--- Stored data ---
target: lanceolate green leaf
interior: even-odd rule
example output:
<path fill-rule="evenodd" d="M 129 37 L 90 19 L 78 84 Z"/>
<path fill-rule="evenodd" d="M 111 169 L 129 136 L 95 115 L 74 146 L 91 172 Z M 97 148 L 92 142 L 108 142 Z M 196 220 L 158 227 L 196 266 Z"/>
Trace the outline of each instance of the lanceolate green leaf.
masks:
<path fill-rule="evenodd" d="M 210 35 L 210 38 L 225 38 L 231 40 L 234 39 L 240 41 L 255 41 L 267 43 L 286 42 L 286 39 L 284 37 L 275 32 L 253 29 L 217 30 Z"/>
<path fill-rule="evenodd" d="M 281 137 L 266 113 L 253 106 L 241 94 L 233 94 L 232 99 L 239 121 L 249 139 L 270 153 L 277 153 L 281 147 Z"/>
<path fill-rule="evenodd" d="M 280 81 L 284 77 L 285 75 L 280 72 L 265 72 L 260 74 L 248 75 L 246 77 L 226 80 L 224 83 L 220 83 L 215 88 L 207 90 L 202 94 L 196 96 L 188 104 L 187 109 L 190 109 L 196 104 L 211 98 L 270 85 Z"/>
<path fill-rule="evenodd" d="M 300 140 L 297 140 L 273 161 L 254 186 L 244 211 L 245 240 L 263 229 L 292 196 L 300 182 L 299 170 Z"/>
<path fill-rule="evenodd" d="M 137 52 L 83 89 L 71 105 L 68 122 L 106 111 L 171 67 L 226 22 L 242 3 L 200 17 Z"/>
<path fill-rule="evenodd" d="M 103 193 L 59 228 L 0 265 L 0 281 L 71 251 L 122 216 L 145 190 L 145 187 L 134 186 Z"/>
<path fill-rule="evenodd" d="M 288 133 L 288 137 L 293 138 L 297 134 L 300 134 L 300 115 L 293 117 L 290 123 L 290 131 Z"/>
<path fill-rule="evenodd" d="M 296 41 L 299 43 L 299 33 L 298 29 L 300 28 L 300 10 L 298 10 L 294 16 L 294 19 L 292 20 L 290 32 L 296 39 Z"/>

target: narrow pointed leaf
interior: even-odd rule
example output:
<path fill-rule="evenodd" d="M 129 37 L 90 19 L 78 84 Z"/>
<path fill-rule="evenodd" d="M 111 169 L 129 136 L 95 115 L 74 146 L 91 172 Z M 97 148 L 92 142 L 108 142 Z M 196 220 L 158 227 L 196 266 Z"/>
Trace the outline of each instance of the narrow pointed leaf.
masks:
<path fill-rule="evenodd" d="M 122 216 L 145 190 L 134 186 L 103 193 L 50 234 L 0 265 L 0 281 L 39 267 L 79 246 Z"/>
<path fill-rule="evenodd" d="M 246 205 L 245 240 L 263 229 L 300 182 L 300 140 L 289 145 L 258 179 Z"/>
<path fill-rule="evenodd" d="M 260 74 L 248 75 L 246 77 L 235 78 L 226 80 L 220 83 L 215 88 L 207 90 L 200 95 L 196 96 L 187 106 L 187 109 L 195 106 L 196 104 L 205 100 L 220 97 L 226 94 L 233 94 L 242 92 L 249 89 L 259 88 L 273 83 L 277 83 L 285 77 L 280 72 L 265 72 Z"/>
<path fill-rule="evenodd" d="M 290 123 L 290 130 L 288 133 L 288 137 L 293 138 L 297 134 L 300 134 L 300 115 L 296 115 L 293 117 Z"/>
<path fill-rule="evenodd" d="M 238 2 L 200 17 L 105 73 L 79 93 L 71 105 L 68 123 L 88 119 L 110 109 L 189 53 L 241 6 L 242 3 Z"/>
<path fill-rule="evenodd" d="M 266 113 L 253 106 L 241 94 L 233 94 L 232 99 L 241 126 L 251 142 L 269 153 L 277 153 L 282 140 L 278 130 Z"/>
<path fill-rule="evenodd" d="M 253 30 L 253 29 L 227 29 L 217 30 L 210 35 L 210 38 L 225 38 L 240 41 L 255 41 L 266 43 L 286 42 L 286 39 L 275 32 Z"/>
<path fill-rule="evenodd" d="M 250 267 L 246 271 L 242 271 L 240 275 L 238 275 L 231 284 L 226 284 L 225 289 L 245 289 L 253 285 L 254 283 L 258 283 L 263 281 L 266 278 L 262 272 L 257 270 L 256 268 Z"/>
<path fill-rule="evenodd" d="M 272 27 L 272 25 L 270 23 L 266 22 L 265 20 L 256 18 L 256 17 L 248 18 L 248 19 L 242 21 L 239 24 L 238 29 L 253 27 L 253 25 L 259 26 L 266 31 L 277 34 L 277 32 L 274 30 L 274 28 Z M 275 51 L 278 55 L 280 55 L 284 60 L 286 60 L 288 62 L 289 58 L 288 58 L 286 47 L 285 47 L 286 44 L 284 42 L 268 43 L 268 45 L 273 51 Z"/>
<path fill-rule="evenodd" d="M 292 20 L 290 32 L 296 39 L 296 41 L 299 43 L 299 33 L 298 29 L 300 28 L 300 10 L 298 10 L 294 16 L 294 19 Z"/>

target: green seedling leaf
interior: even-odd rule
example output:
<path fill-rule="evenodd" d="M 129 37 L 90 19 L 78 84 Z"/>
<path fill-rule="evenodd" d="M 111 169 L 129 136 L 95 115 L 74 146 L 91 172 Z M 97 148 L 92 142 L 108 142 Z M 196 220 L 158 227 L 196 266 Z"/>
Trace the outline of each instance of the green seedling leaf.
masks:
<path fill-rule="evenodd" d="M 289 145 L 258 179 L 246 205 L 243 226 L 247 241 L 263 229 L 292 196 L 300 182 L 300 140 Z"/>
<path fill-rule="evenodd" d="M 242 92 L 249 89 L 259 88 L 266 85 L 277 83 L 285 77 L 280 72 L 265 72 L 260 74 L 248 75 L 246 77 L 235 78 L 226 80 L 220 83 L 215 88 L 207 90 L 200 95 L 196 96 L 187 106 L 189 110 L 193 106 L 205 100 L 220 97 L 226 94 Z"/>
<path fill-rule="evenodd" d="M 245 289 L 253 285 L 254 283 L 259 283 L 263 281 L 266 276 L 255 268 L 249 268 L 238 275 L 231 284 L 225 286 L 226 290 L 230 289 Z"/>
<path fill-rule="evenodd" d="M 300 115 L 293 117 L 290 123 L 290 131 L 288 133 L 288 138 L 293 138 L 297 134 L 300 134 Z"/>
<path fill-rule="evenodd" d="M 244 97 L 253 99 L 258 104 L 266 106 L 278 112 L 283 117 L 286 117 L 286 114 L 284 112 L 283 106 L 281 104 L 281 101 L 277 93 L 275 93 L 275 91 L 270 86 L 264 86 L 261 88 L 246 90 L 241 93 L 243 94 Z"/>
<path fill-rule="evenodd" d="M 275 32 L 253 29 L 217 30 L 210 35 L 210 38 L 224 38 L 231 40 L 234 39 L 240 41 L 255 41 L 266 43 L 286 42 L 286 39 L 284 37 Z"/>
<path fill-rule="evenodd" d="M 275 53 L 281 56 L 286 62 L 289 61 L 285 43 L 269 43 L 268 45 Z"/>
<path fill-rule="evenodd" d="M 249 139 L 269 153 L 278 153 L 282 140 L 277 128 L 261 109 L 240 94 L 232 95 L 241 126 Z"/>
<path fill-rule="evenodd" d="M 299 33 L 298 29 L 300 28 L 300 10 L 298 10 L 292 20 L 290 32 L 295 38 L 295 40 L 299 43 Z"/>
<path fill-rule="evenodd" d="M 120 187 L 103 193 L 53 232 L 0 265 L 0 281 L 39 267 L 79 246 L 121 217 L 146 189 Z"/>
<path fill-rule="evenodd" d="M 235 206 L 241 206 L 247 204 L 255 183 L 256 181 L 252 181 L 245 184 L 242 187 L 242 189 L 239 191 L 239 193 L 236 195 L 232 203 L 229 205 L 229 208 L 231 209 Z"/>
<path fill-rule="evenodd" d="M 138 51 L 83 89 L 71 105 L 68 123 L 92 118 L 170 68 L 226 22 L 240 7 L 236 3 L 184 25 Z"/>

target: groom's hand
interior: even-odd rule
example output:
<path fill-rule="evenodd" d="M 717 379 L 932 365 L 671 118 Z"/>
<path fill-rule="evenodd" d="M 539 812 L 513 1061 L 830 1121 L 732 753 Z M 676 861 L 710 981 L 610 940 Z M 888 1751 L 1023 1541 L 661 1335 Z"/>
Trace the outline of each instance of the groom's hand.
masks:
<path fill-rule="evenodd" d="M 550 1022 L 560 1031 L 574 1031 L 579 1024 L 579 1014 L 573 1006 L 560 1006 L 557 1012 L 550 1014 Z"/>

--- WHAT YOU NEED TO DO ---
Copy, please, every line from the start of the entries down to the line that holds "Trace the outline of each instance of the lanceolate", with both of those lines included and no others.

--- WRITTEN ANSWER ---
target: lanceolate green leaf
interior: even-odd rule
example output:
<path fill-rule="evenodd" d="M 129 37 L 90 19 L 78 84 Z"/>
<path fill-rule="evenodd" d="M 111 169 L 129 136 L 95 115 L 74 146 L 91 172 Z M 97 148 L 92 142 L 108 142 Z M 196 220 L 158 227 L 196 266 Z"/>
Trace the outline of each instance of the lanceolate green leaf.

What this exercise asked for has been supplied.